• [EXERCISES TO COMPLETE]:
- A) From the Spring Batch migration article, print the passage between "4. Update passwords" and "return new JdbcCursorItemReaderBuilder<Credentials>()", inclusive.
- B) In the Spring Batch migration article, which two annotations must the configuration class have?
- C) State whether each statement agrees with the Spring Batch migration article, answering yes or no and quoting the words of the article that decide it. (i) Spring Batch takes care of transaction management. (ii) In the example, the data source points to a PostgreSQL database. (iii) The second writer saves the plain text password on the backup table.

• [SOURCE EXTRACT]:

Data Migration with Spring Batch


05 Nov 2018  Sergio Martin Rubio  7 mins read.

Spring Batch is a batch framework designed to process large volumes of data. You can run either chunks or tasklets (single task per step).

This framework is lightweight and very easy to use, so it is very recommended for tasks that will run for a long time and you want to forget about it.

Features

  • Stop/start/restart jobs and maintain state between executions.
  • Skip and retry records as they are being processed.
  • Transaction management. Spring Batch handles transactions for us.
  • The ability to notify other systems when errors occur via messaging by integrating Spring Integration.
  • Java or XML based configuration.
  • All the Spring features like DI, AOP, testability, etc.
  • It is open source.
  • Many scalable options and allows us to use multithreding.
  • Support for big data.

Use Case

Spring Batch allows us to run database migrations without hassle. For this example we want to migrate our plain text passwords to BCrypt. To achieve this we have to:

  1. Read from database.
  2. Write plain text passwords on a backup table.
  3. Hash plain text passwords.
  4. Update passwords on the original table.

Getting Started

  1. Add dependency spring-boot-starter-batch and create configuration class with readers, writers, steps and job. The configuration class has to be annotated with @Configuration and @EnableBatchProcessing.
  2. Create reader: readers are responsible for getting the data from a source such as a file or a database.

     @Bean
     public JdbcCursorItemReader<Credentials> reader(DataSource dataSource) {
         return new JdbcCursorItemReaderBuilder<Credentials>()
                 .name("credentialsReader")
                 .dataSource(dataSource)
                 .sql(SQL_SELECT_QUERY)
                 .rowMapper(new CredentialsRowMapper())
                 .build();
     }
    

    The data source is set up on the property file to point to your MySQL database. A row mapper is also required, so you can map the database columns with your Credentials object.

  3. Create writer: writers are responsible for saving the modified data into a data source.

     @Bean
     public JdbcBatchItemWriter<Credentials> writer1(DataSource dataSource) {
         return new JdbcBatchItemWriterBuilder<Credentials>()
                 .itemSqlParameterSourceProvider(new BeanPropertyItemSqlParameterSourceProvider<>())
                 .sql(SQL_INSERT_QUERY)
                 .dataSource(dataSource)
                 .build();
     }
     @Bean
     public JdbcBatchItemWriter<Credentials> writer2(DataSource dataSource) {
         return new JdbcBatchItemWriterBuilder<Credentials>()
                 .itemSqlParameterSourceProvider(new BeanPropertyItemSqlParameterSourceProvider<>())
                 .sql(SQL_UPDATE_QUERY)
                 .dataSource(dataSource)
                 .build();
     }
    

    The first writer is responsible for saving the plain text password on the backup table, and the second one replaces the plain text password with the hashed password. The itemSqlParameterSourceProvider allows you to use database columns name to match object names.

[Stored data entries]
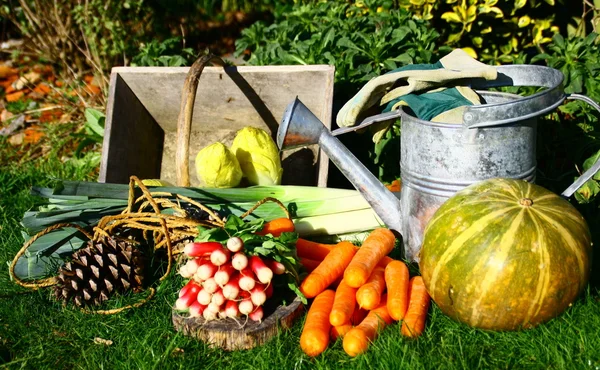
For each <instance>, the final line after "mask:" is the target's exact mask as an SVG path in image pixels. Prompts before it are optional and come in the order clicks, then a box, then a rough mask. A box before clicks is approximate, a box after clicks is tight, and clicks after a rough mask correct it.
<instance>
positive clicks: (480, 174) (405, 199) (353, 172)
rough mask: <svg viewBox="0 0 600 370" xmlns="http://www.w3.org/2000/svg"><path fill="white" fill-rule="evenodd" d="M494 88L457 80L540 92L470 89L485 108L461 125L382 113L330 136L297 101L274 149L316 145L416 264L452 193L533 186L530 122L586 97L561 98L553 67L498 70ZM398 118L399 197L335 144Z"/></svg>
mask: <svg viewBox="0 0 600 370" xmlns="http://www.w3.org/2000/svg"><path fill="white" fill-rule="evenodd" d="M497 69H498V78H497V79H496V80H494V81H486V80H483V79H472V80H468V81H462V84H464V85H465V86H471V87H472V88H474V89H479V88H488V87H498V86H539V87H545V88H546V89H544V90H543V91H541V92H538V93H536V94H534V95H531V96H527V97H521V96H519V95H514V94H508V93H500V92H491V91H479V90H476V91H477V92H478V93H479V94H480V95H481V96H482V97H483V99H484V100H485V102H486V103H487V104H482V105H476V106H470V107H468V108H467V109H466V110H465V112H464V114H463V124H462V125H461V124H455V123H454V124H448V123H434V122H430V121H424V120H420V119H417V118H415V117H414V116H412V115H411V114H409V113H407V112H406V111H404V110H402V109H399V110H397V111H393V112H389V113H384V114H380V115H377V116H373V117H370V118H367V119H366V120H364V121H363V122H362V123H361V124H360V125H358V126H355V127H351V128H341V129H339V130H335V131H334V132H329V131H328V130H327V128H326V127H325V126H324V125H323V124H322V122H320V121H319V120H318V119H317V118H316V117H315V115H314V114H312V112H311V111H310V110H308V108H306V107H305V106H304V104H302V102H301V101H300V100H298V99H296V100H295V101H293V102H292V103H290V104H289V105H288V107H287V109H286V111H285V113H284V116H283V119H282V122H281V125H280V126H279V130H278V132H277V145H278V146H279V148H280V149H288V148H294V147H299V146H305V145H309V144H319V145H320V147H321V148H322V149H323V151H324V152H325V153H326V154H327V156H329V158H330V159H331V161H332V162H333V163H334V164H335V165H336V166H337V167H338V168H339V169H340V171H342V173H343V174H344V175H345V176H346V177H347V178H348V180H350V182H351V183H352V184H353V185H354V187H355V188H356V189H357V190H359V191H360V192H361V193H362V195H363V196H364V197H365V199H366V200H367V202H369V204H370V205H371V207H372V208H373V210H374V211H375V212H376V213H377V215H378V216H379V217H380V218H381V220H382V221H383V222H384V223H385V225H386V226H387V227H389V228H390V229H392V230H394V231H396V232H398V233H399V234H401V235H402V240H403V245H404V257H405V258H406V259H408V260H410V261H418V253H419V250H420V248H421V244H422V241H423V232H424V230H425V226H426V225H427V223H428V222H429V219H430V218H431V216H432V215H433V213H434V212H435V211H436V210H437V209H438V208H439V207H440V206H441V204H442V203H444V202H445V201H446V200H447V199H448V198H449V197H451V196H452V195H453V194H454V193H455V192H457V191H459V190H461V189H463V188H465V187H466V186H468V185H470V184H472V183H475V182H478V181H481V180H485V179H490V178H497V177H505V178H516V179H522V180H526V181H530V182H533V181H535V173H536V159H535V150H536V145H535V142H536V130H537V120H536V117H538V116H540V115H544V114H546V113H549V112H551V111H553V110H554V109H556V108H557V107H558V106H559V105H560V104H562V103H563V101H564V100H565V99H576V100H583V101H585V102H587V103H589V104H591V105H592V106H594V107H595V108H596V109H597V110H598V111H600V106H599V105H598V104H596V103H595V102H594V101H593V100H591V99H590V98H588V97H586V96H583V95H577V94H570V95H569V94H565V93H564V91H563V78H564V76H563V74H562V73H561V72H560V71H558V70H556V69H553V68H548V67H542V66H529V65H511V66H500V67H497ZM397 117H400V118H401V132H402V135H401V160H400V167H401V178H402V191H401V193H400V195H399V196H398V194H394V193H392V192H390V191H389V190H387V189H386V188H385V186H384V185H383V184H382V183H381V182H380V181H379V180H378V179H377V178H376V177H375V176H373V175H372V174H371V173H370V171H369V170H368V169H367V168H366V167H365V166H364V165H363V164H362V163H361V162H360V161H359V160H358V159H356V157H355V156H354V155H353V154H352V153H351V152H350V151H349V150H348V149H347V148H346V147H345V146H344V145H343V144H341V142H340V141H339V140H338V139H337V138H336V137H335V136H336V135H339V134H342V133H344V132H348V131H352V130H356V129H359V128H362V127H365V126H368V125H370V124H372V123H375V122H380V121H385V120H389V119H393V118H397ZM599 169H600V161H598V162H597V163H595V164H594V165H593V166H592V167H591V168H590V169H589V170H588V171H586V172H585V173H584V174H583V175H582V176H581V177H580V178H579V179H578V180H577V181H576V182H575V183H573V184H572V185H571V186H569V188H567V189H566V190H565V191H564V192H563V193H562V195H563V196H565V197H569V196H571V195H572V194H573V193H574V192H575V191H576V190H577V189H578V188H579V187H580V186H582V185H583V184H584V183H585V182H586V181H587V180H589V179H590V178H591V177H592V176H593V175H594V174H595V173H596V172H597V171H598V170H599Z"/></svg>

• [ANSWERS TO THIS EXERCISE]:
- A)
4. Update passwords on the original table.

Getting Started

  1. Add dependency spring-boot-starter-batch and create configuration class with readers, writers, steps and job. The configuration class has to be annotated with @Configuration and @EnableBatchProcessing.
  2. Create reader: readers are responsible for getting the data from a source such as a file or a database.

     @Bean
     public JdbcCursorItemReader<Credentials> reader(DataSource dataSource) {
         return new JdbcCursorItemReaderBuilder<Credentials>()

- B) @Configuration and @EnableBatchProcessing.

- C)
(i) Yes: "Spring Batch handles transactions for us."
(ii) No: "The data source is set up on the property file to point to your MySQL database."
(iii) No: "the second one replaces the plain text password with the hashed password."